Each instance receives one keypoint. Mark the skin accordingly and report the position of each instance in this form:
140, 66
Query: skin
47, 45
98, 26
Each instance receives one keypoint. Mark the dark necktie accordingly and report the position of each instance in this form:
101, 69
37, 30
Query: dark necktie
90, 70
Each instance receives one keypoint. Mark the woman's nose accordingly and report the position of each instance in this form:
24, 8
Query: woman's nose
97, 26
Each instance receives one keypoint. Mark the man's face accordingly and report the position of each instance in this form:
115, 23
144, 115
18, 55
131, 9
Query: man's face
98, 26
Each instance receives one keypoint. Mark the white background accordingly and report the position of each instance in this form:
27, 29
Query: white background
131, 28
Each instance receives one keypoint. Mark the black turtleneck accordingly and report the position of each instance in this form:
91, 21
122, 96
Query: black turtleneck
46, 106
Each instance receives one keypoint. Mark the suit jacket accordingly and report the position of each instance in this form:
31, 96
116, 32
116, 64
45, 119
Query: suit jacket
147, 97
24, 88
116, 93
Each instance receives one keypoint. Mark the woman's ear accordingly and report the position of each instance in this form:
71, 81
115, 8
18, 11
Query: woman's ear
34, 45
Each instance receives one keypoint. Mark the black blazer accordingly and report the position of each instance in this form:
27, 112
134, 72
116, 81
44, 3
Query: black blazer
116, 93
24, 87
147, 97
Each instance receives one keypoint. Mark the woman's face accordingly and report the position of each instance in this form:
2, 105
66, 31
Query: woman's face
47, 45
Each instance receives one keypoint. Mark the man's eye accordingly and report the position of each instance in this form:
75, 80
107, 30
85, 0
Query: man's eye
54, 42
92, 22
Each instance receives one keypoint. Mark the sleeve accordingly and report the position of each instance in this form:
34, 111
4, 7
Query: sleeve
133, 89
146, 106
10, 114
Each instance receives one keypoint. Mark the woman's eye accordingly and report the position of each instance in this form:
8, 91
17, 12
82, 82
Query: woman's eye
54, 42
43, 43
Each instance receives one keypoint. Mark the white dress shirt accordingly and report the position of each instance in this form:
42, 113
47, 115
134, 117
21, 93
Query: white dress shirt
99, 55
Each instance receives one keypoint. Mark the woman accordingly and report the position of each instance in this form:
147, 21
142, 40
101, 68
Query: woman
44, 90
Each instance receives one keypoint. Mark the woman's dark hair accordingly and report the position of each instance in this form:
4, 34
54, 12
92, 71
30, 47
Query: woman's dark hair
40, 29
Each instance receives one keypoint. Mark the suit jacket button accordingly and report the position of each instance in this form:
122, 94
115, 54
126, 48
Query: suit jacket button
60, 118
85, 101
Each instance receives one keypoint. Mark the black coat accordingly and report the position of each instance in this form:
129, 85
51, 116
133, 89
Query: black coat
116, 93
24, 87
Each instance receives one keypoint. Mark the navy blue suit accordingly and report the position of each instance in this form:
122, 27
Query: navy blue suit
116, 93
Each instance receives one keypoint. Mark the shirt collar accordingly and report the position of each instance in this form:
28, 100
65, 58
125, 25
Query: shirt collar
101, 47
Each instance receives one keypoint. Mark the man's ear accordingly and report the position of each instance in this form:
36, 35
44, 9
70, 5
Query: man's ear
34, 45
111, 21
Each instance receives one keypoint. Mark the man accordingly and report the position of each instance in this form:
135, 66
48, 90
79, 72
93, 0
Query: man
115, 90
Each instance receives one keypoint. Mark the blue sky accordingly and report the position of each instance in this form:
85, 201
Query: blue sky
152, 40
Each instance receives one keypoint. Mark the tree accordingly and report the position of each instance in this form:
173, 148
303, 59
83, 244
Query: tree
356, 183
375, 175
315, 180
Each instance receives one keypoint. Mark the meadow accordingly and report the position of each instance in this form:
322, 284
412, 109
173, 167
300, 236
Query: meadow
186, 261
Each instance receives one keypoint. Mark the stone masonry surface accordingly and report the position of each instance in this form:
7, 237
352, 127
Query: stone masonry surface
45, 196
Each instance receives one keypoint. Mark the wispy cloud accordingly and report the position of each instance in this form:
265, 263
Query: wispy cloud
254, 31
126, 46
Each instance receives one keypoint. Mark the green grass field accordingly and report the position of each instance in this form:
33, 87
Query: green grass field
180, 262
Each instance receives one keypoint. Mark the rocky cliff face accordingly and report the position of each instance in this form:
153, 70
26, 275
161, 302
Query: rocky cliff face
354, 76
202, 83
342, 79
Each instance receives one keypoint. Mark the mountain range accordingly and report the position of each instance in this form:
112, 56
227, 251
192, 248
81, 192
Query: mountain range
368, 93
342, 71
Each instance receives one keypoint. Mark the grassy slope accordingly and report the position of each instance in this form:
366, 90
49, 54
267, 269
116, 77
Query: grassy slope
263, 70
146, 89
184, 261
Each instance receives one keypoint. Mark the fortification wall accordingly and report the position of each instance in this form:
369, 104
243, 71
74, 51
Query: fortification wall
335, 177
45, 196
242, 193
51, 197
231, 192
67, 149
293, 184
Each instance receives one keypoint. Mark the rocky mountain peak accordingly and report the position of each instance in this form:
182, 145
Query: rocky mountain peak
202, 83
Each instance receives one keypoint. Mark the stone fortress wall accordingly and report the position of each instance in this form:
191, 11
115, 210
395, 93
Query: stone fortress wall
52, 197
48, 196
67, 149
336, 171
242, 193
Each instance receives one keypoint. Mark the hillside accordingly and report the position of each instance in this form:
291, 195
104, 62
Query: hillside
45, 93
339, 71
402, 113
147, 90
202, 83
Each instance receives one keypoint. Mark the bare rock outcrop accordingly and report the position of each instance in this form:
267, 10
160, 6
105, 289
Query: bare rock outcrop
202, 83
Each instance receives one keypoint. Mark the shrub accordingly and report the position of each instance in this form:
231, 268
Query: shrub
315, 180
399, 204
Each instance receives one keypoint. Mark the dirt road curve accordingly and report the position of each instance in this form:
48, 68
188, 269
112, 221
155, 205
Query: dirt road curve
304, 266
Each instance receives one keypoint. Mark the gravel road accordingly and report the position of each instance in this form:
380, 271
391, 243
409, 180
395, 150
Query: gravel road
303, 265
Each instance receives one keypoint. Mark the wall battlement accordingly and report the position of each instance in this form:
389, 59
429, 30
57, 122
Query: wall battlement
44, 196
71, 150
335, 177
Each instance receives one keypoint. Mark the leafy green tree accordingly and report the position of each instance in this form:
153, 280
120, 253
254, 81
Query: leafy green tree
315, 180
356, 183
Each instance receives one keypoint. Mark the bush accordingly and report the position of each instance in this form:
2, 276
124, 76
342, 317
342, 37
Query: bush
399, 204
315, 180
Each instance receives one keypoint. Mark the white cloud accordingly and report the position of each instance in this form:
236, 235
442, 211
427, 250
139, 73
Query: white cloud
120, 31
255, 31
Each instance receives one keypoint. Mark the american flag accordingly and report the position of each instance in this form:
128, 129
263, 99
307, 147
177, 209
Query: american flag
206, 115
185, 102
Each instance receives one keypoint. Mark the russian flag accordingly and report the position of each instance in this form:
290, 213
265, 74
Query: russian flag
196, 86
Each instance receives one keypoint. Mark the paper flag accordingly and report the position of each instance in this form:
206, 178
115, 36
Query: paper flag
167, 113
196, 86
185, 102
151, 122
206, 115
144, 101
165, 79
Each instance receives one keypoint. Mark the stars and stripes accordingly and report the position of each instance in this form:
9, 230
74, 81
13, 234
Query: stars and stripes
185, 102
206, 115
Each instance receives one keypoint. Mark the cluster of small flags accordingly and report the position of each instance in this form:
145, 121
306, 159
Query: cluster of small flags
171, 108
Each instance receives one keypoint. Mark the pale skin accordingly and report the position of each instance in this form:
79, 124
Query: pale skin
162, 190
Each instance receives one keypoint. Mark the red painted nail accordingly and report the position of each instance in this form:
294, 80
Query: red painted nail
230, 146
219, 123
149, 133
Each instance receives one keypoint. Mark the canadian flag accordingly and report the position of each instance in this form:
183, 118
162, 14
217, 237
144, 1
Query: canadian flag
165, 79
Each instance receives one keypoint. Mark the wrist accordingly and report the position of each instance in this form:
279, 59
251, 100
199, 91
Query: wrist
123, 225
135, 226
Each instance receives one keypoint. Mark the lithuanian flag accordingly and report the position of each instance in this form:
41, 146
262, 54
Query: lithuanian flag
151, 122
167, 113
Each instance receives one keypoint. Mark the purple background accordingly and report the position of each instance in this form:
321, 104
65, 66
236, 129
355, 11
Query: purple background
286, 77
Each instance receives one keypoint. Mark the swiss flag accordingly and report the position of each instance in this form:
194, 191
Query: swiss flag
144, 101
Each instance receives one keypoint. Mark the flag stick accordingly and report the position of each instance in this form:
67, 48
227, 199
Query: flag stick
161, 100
◆ ◆ ◆ ◆
_Your goal_
Return exactly the lines from the one containing "Each instance receives one keypoint. Mark the purple" through the last line of the records above, both included, and nothing else.

_Complete output_
Each instance receives one keypoint. Mark the purple background accordingly and report the position of each instance in this form:
321, 104
65, 66
236, 129
355, 11
Query: purple background
286, 77
Each instance receives one keypoint. Mark the swiss flag accordingly and report the position of each instance in this form:
194, 191
Query: swiss flag
144, 101
Each instance receives one keypoint. Mark the flag stick accordingly and report the position of each instance in this form:
67, 48
227, 199
Query: flag stick
161, 100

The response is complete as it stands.